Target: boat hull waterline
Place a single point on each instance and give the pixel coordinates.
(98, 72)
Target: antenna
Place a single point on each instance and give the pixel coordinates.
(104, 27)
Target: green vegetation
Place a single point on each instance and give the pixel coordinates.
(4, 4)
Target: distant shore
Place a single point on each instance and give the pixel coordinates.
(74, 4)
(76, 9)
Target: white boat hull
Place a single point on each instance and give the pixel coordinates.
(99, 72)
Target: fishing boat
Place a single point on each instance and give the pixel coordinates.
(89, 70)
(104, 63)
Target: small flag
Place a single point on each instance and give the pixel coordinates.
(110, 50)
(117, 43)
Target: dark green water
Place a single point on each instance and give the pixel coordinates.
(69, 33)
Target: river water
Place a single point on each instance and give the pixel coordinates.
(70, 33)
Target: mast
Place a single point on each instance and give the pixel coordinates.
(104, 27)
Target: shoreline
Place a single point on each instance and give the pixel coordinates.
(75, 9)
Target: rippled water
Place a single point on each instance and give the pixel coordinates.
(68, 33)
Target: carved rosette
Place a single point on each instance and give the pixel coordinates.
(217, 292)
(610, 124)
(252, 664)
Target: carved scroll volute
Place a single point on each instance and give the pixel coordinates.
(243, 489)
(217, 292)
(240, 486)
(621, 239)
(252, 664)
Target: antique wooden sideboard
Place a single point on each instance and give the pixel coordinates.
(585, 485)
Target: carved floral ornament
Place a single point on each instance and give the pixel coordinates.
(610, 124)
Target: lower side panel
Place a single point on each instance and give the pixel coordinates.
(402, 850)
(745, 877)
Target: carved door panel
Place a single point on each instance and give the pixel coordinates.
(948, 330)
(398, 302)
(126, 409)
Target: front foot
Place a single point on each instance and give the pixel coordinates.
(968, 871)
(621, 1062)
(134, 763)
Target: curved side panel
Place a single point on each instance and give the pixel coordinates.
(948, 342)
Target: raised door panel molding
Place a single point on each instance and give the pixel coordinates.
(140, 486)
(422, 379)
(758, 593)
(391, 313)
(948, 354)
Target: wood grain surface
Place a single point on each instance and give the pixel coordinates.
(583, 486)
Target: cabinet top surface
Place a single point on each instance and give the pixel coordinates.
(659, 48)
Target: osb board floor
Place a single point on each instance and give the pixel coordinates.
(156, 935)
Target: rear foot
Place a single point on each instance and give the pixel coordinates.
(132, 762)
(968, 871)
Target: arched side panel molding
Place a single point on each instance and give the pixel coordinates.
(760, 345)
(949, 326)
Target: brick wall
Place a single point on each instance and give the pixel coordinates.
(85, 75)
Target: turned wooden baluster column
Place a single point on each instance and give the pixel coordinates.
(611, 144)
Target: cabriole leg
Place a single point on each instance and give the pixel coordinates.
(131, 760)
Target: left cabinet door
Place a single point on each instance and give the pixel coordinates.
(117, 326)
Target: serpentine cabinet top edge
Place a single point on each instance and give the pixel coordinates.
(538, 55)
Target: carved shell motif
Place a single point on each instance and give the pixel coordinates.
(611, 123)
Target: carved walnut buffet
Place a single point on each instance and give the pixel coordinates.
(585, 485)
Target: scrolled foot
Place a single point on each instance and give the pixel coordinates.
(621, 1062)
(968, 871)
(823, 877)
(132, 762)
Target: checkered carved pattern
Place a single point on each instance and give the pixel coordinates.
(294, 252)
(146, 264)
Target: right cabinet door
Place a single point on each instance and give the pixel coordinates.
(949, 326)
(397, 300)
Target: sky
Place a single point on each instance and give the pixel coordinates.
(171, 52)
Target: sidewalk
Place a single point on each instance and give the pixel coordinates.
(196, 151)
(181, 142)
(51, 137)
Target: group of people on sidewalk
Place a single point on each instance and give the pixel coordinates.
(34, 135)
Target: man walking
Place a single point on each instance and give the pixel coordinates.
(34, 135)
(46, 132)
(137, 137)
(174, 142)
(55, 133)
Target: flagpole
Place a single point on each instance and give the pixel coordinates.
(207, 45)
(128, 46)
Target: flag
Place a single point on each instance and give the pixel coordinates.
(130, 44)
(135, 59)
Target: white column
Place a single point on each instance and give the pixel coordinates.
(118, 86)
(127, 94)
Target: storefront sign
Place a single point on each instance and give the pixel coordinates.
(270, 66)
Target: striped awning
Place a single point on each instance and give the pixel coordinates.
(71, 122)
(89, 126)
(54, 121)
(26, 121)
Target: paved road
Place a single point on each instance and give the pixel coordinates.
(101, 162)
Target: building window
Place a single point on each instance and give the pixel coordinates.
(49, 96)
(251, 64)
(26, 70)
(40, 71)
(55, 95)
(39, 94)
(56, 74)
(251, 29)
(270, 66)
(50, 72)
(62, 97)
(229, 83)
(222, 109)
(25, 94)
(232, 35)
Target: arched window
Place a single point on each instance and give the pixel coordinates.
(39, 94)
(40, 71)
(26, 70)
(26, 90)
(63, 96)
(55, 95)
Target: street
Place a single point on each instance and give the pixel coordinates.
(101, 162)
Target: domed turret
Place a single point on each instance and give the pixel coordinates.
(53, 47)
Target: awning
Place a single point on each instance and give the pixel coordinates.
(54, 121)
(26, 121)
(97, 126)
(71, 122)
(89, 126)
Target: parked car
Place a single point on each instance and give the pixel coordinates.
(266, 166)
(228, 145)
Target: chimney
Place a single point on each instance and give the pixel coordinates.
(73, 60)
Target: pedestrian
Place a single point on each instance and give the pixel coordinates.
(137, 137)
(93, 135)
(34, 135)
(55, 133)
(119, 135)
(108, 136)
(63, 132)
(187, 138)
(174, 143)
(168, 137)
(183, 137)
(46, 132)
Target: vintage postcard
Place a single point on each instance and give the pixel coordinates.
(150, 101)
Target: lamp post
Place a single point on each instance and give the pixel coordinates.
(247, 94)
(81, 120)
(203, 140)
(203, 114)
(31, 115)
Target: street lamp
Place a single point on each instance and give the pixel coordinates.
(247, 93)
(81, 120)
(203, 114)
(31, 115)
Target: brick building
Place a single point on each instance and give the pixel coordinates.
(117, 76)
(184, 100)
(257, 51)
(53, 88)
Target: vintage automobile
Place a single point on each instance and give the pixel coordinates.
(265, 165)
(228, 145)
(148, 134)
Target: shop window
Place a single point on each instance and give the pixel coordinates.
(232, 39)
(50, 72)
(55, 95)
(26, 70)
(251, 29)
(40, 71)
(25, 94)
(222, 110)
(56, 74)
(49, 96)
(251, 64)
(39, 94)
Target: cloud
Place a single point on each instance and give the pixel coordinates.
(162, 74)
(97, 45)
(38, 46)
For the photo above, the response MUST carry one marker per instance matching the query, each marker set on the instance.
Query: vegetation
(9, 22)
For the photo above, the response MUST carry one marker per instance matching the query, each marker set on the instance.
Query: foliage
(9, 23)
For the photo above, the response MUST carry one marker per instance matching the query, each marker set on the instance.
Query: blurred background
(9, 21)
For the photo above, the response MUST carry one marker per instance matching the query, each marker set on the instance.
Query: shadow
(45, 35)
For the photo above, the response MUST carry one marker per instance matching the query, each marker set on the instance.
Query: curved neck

──────────

*Written problem*.
Give the lines exactly as they stand, from the line with "Target: chimney" through the end of the material.

*Output of the task*.
Target: chimney
Place a single point on each instance and give the pixel coordinates.
(73, 60)
Target: pedestrian
Place a single point on each instance and give the pixel coordinates.
(137, 137)
(93, 135)
(34, 135)
(55, 133)
(119, 135)
(108, 136)
(63, 132)
(187, 138)
(174, 143)
(168, 137)
(183, 137)
(46, 132)
Target: vintage postcard
Place a single point on each instance and give the pixel coordinates.
(150, 101)
Target: lamp post
Place a single point on each instance and give the pixel coordinates.
(247, 94)
(81, 120)
(203, 140)
(203, 114)
(31, 115)
Target: street lamp
Place a single point on each instance and give the pixel coordinates.
(247, 93)
(81, 120)
(203, 114)
(31, 115)
Target: brick building
Place a single point on each instance and give the pixel coordinates.
(117, 76)
(184, 100)
(257, 51)
(53, 88)
Target: vintage automobile
Place a single point on each instance and give the pixel coordinates.
(265, 165)
(228, 145)
(148, 134)
Target: shop window
Place a single point on each instance and give the pixel coordinates.
(232, 39)
(50, 72)
(55, 95)
(26, 70)
(251, 29)
(40, 71)
(25, 94)
(222, 110)
(56, 74)
(49, 96)
(251, 64)
(39, 94)
Target: cloud
Place a single point on each instance and give the pixel coordinates.
(162, 74)
(97, 45)
(38, 46)
For the photo above, the response MUST carry one marker per instance matching the query, each marker set on the instance.
Query: vegetation
(9, 22)
For the photo above, the response MUST carry one marker per instance matching the query, each marker set on the instance.
Query: foliage
(9, 23)
For the photo above, the response MUST carry one marker per instance matching the query, each marker set on the instance.
Query: blurred background
(9, 21)
For the photo above, the response MUST carry one marker per instance matching the query, each marker set on the instance.
Query: shadow
(45, 35)
For the photo above, the response MUST carry one marker per instance matching the query, each marker set on the instance.
Query: curved neck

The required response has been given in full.